Your instructions: In the material below, find the line with "The component shall identify every instance of the headlight" and the line with "The component shall identify every instance of the rear bumper", then output those two lines and every line between them, exactly.

::: Material to process

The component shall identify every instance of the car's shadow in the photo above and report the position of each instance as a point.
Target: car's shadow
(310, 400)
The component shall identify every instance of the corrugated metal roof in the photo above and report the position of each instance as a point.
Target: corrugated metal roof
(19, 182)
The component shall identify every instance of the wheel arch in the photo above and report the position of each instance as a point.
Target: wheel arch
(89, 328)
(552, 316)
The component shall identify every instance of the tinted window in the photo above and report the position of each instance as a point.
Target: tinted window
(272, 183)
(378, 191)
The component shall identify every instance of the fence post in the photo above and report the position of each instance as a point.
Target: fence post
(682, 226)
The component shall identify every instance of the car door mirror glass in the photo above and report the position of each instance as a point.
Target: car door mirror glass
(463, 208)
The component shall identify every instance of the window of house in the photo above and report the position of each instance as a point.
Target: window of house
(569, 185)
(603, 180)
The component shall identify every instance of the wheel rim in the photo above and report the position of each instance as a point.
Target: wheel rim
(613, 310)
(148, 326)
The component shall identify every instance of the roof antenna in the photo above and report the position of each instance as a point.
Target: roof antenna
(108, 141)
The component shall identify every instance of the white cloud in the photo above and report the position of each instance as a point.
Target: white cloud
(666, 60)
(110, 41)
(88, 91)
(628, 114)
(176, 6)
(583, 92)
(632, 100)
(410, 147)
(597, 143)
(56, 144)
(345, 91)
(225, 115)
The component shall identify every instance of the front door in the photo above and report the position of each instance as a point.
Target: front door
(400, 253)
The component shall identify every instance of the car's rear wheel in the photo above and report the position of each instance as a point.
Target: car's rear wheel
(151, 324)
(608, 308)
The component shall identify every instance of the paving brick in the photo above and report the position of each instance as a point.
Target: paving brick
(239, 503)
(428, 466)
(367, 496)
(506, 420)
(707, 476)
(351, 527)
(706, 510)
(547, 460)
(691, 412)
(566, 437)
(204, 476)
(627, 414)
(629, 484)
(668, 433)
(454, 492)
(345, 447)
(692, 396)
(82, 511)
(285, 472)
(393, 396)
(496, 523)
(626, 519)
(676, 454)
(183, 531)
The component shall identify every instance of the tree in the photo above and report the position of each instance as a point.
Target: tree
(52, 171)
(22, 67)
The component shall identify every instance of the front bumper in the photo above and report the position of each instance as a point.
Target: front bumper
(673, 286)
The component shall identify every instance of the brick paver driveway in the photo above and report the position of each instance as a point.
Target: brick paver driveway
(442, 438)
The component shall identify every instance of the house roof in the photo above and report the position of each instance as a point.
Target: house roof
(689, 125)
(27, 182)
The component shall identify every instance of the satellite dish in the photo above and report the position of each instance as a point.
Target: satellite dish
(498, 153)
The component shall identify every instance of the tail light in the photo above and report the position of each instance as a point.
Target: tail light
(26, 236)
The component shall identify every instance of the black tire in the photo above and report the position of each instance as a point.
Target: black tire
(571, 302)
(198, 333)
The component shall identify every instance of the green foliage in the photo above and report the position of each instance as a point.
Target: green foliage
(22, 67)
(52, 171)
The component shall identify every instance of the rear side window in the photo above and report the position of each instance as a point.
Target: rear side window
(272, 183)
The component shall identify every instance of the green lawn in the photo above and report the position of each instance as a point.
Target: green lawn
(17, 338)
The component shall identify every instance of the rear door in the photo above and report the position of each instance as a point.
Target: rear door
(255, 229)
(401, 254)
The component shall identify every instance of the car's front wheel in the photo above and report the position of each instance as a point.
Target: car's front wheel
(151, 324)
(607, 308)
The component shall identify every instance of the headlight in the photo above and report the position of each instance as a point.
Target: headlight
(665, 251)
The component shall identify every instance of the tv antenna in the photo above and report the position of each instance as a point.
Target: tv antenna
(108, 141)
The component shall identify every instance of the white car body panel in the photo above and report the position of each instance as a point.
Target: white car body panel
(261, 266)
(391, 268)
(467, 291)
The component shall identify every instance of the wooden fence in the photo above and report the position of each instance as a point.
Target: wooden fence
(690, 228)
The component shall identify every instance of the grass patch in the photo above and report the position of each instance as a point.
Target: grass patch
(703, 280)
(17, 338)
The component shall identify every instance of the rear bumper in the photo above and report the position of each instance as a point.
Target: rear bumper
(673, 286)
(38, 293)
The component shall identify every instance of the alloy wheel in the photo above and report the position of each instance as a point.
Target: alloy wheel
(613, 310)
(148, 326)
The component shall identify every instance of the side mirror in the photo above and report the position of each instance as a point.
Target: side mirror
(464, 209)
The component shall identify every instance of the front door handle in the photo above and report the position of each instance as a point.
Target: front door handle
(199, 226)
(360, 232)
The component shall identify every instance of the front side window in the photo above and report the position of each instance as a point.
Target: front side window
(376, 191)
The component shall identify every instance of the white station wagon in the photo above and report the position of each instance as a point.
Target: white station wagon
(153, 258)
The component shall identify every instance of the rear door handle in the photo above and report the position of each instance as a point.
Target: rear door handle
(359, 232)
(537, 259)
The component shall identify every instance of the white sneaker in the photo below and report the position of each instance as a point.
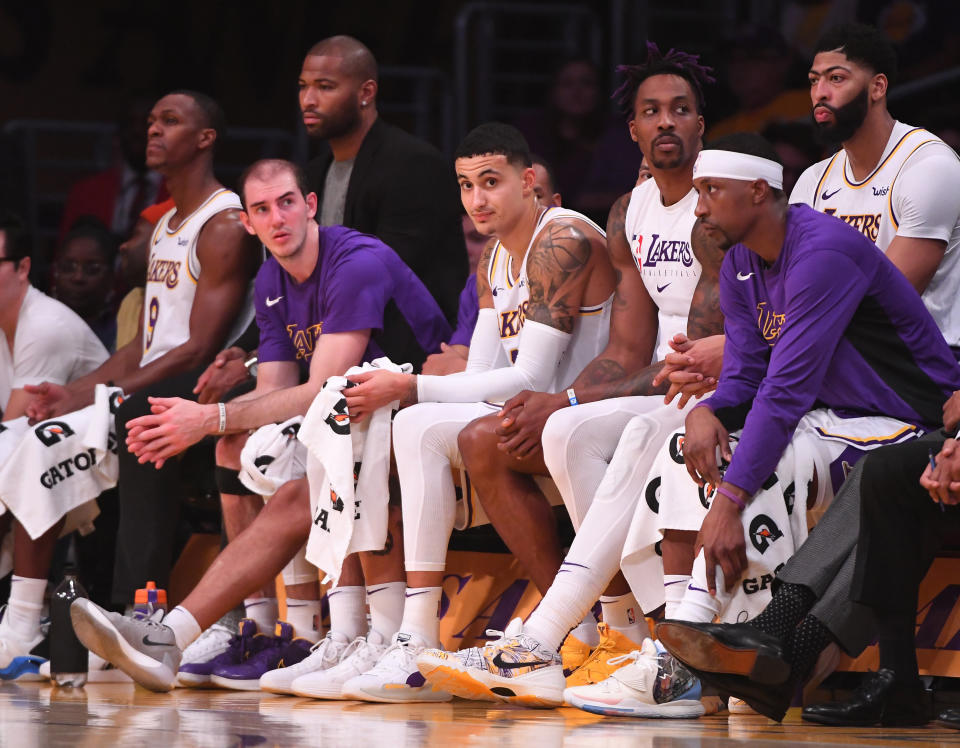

::::::

Result:
The component shall identify every instance of the headlight in the photo above and report the position of each instance as a point.
Target: headlight
(665, 251)
The component shall identify every instance of the tv antenna in the photo above and report the position of each instance as a point.
Target: tv antenna
(108, 141)
The component shall identify every instance of the white car body panel in the photo above and report the position of each instance as a point.
Target: white car body panel
(261, 266)
(391, 268)
(467, 291)
The component shall identify every instance of the wooden fence in the photo above and report the position of each instance as a point.
Target: wooden fence
(690, 228)
The component shall identify every instance of the grass patch in the photo above and report the position of each instance as a point.
Target: grass patch
(703, 280)
(17, 338)
The component shall identify every instance of the rear bumper in the photo above and report the position of each instance as a point.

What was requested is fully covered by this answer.